Records of labeled boxes
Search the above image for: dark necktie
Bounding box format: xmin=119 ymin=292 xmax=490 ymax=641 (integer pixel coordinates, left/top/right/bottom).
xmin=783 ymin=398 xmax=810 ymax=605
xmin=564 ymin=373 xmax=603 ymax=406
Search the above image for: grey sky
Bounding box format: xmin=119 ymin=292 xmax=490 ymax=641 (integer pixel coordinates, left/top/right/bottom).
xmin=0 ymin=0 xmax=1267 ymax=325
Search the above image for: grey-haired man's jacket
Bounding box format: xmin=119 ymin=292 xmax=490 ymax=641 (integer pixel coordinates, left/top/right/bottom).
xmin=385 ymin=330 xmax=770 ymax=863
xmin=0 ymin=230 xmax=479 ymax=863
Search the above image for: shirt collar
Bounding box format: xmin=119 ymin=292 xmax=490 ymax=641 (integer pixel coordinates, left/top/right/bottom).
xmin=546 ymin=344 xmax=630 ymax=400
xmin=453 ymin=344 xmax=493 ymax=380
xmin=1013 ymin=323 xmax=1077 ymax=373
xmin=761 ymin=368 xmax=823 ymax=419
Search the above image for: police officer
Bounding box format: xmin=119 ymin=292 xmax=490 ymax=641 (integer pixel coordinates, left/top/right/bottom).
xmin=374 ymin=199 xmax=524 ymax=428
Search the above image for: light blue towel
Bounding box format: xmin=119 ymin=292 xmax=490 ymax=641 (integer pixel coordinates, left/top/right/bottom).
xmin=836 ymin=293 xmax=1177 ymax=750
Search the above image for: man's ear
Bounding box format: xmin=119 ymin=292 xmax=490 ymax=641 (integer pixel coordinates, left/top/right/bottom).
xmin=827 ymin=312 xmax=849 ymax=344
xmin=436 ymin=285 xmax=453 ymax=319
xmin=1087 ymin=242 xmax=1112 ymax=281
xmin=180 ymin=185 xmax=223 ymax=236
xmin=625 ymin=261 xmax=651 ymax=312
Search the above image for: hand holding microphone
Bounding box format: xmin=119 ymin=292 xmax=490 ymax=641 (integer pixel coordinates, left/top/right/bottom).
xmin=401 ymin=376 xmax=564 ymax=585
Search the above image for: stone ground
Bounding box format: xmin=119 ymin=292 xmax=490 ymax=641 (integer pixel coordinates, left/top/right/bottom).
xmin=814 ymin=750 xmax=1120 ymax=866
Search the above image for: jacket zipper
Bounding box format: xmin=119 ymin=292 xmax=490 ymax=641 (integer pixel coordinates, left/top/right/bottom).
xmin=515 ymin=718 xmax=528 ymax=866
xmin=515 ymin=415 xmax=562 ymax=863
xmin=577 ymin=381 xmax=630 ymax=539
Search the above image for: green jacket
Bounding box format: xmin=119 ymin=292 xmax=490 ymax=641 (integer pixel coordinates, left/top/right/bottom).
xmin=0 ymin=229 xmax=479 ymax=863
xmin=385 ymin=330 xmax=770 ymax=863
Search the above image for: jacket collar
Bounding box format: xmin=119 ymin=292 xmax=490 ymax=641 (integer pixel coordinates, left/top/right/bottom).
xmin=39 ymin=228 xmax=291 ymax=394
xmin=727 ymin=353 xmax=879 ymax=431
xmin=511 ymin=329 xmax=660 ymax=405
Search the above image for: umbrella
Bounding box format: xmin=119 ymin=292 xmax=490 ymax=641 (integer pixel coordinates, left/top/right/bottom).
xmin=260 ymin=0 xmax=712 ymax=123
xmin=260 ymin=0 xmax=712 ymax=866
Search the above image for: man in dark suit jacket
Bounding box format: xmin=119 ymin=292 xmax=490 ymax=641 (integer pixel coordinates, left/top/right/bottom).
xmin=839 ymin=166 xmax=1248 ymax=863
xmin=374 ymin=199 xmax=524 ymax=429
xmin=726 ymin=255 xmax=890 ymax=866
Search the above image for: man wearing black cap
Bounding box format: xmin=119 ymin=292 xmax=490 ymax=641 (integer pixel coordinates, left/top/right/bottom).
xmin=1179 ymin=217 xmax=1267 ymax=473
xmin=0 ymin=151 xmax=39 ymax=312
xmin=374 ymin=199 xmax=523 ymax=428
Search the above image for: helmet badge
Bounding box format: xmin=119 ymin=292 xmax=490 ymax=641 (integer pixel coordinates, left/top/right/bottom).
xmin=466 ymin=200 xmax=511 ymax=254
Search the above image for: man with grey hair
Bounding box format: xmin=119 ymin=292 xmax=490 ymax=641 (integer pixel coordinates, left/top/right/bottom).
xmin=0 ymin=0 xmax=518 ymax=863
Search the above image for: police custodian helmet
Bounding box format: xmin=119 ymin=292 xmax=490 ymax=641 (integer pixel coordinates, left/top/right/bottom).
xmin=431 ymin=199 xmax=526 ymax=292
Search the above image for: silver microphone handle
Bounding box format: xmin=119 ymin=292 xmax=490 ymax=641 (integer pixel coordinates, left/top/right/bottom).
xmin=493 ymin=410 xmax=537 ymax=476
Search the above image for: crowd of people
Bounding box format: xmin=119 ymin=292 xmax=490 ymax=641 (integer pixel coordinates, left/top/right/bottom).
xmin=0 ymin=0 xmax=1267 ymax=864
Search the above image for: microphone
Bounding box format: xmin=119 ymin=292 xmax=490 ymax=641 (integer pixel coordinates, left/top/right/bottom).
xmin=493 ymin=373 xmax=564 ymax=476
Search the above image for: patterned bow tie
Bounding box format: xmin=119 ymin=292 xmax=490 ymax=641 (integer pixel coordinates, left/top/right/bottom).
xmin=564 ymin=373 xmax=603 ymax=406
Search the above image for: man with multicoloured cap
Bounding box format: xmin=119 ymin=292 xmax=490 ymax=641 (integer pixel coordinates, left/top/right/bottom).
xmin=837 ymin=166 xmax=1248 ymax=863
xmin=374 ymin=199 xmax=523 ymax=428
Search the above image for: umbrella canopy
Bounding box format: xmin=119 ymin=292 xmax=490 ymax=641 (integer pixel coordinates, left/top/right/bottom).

→ **Job**
Edit all of the material above so that every "integer pixel coordinates" becomes "whole-number pixel coordinates", and leave every other word unchanged.

→ **Finished answer**
Search the above image for: dark necktie
Bounding box format: xmin=119 ymin=292 xmax=490 ymax=641 (whole-number pixel coordinates, left/top/right/bottom).
xmin=783 ymin=398 xmax=810 ymax=605
xmin=564 ymin=373 xmax=603 ymax=406
Search the above image for: grey sky
Bounding box format: xmin=119 ymin=292 xmax=490 ymax=641 (whole-number pixel coordinates, left/top/right/bottom).
xmin=0 ymin=0 xmax=1267 ymax=325
Search the above image for: grey-haired man's jacket
Bounding box format: xmin=119 ymin=292 xmax=490 ymax=641 (whole-number pixel coordinates, left/top/right/bottom).
xmin=385 ymin=330 xmax=770 ymax=863
xmin=0 ymin=230 xmax=479 ymax=863
Search the above image for: shirt collar
Bounding box format: xmin=119 ymin=292 xmax=490 ymax=641 (whole-number pixel coordinates, left/top/right/bottom).
xmin=546 ymin=344 xmax=630 ymax=400
xmin=453 ymin=344 xmax=493 ymax=380
xmin=1013 ymin=323 xmax=1077 ymax=373
xmin=761 ymin=368 xmax=823 ymax=419
Search the above image for: police officer
Bounding box format: xmin=119 ymin=292 xmax=490 ymax=641 (whole-number pixel coordinates, left/top/right/bottom).
xmin=374 ymin=199 xmax=524 ymax=428
Search the above image for: light blue towel
Bounding box format: xmin=119 ymin=292 xmax=490 ymax=641 (whole-number pixel coordinates, left/top/right/bottom).
xmin=836 ymin=293 xmax=1177 ymax=750
Search the above image for: man's ear
Bounding box format: xmin=119 ymin=292 xmax=490 ymax=641 (whole-number pixel coordinates, left/top/right/bottom).
xmin=827 ymin=312 xmax=849 ymax=344
xmin=436 ymin=285 xmax=453 ymax=319
xmin=1087 ymin=242 xmax=1112 ymax=281
xmin=180 ymin=185 xmax=223 ymax=236
xmin=625 ymin=261 xmax=651 ymax=312
Search the above image for: hand holding microphone
Bounding box format: xmin=119 ymin=292 xmax=490 ymax=641 (whole-number pixel coordinates, left/top/right/bottom).
xmin=401 ymin=376 xmax=564 ymax=585
Search the above image for: stone ground
Bounding box format: xmin=119 ymin=292 xmax=490 ymax=641 (whole-number pixel coordinates, left/top/right/bottom).
xmin=814 ymin=750 xmax=1120 ymax=866
Search the above image for: jacket zipper
Bounding box format: xmin=119 ymin=292 xmax=490 ymax=641 (whole-number pixel coordinates, left/top/right/bottom).
xmin=515 ymin=718 xmax=528 ymax=866
xmin=515 ymin=415 xmax=562 ymax=863
xmin=577 ymin=381 xmax=630 ymax=539
Search the above image for: green jacket
Bounding box format: xmin=119 ymin=292 xmax=490 ymax=641 (whole-number pixel coordinates, left/top/right/bottom).
xmin=0 ymin=229 xmax=479 ymax=863
xmin=385 ymin=330 xmax=770 ymax=863
Search the above image for: jacket collar
Bounding box format: xmin=119 ymin=292 xmax=490 ymax=641 (whole-number pixel coordinates, left/top/right/bottom).
xmin=39 ymin=228 xmax=291 ymax=394
xmin=727 ymin=353 xmax=879 ymax=431
xmin=511 ymin=329 xmax=660 ymax=405
Search the above image for: umbrella
Bounding box format: xmin=119 ymin=292 xmax=490 ymax=641 (whole-number pixel coordinates, left/top/right/bottom).
xmin=260 ymin=0 xmax=712 ymax=123
xmin=260 ymin=0 xmax=712 ymax=866
Search the above image for: man in dark suit jacket
Bounding box format: xmin=119 ymin=292 xmax=490 ymax=641 (whole-number pixel coordinates, left/top/right/bottom).
xmin=839 ymin=166 xmax=1248 ymax=863
xmin=374 ymin=199 xmax=524 ymax=429
xmin=726 ymin=255 xmax=890 ymax=866
Search the above image for: man wearing black cap
Bounding box format: xmin=119 ymin=292 xmax=490 ymax=641 (whole-number pixel coordinates, left/top/right/bottom).
xmin=1179 ymin=217 xmax=1267 ymax=473
xmin=0 ymin=151 xmax=39 ymax=312
xmin=374 ymin=199 xmax=523 ymax=428
Search the above image for: helmet badge
Bounding box format: xmin=119 ymin=292 xmax=490 ymax=641 (whole-number pixel coordinates, left/top/right/bottom).
xmin=466 ymin=200 xmax=511 ymax=254
Search the above image for: man with grey hair
Bounding box format: xmin=119 ymin=292 xmax=490 ymax=641 (whole-number pixel coordinates, left/top/right/bottom).
xmin=0 ymin=0 xmax=518 ymax=863
Search the above image for: police custodian helmet
Bounding box format: xmin=119 ymin=292 xmax=490 ymax=641 (whole-number pixel coordinates, left/top/right/bottom).
xmin=431 ymin=199 xmax=526 ymax=292
Search the above image for: silver microphone handle
Bounding box format: xmin=119 ymin=292 xmax=490 ymax=641 (whole-number pixel coordinates, left/top/right/bottom).
xmin=493 ymin=410 xmax=537 ymax=476
Search the above image for: crowd of people
Bounding box format: xmin=119 ymin=292 xmax=490 ymax=641 (whole-number pixel coordinates, left/top/right/bottom).
xmin=0 ymin=0 xmax=1267 ymax=864
Search the above image for: microphone
Bounding box format: xmin=119 ymin=292 xmax=490 ymax=641 (whole-number pixel coordinates, left/top/right/bottom).
xmin=493 ymin=373 xmax=564 ymax=476
Search the above image for: patterned bow tie
Bounding box format: xmin=119 ymin=292 xmax=490 ymax=641 (whole-number pixel coordinates, left/top/right/bottom).
xmin=564 ymin=373 xmax=603 ymax=406
Search the above image for: man with multicoloured cap
Bounding box format: xmin=119 ymin=292 xmax=490 ymax=641 (whole-number pixel coordinates, left/top/right/bottom).
xmin=837 ymin=166 xmax=1248 ymax=863
xmin=374 ymin=199 xmax=523 ymax=428
Search the above image for: umbrella canopy
Bounding box format: xmin=119 ymin=292 xmax=490 ymax=641 (whole-number pixel coordinates, left/top/right/bottom).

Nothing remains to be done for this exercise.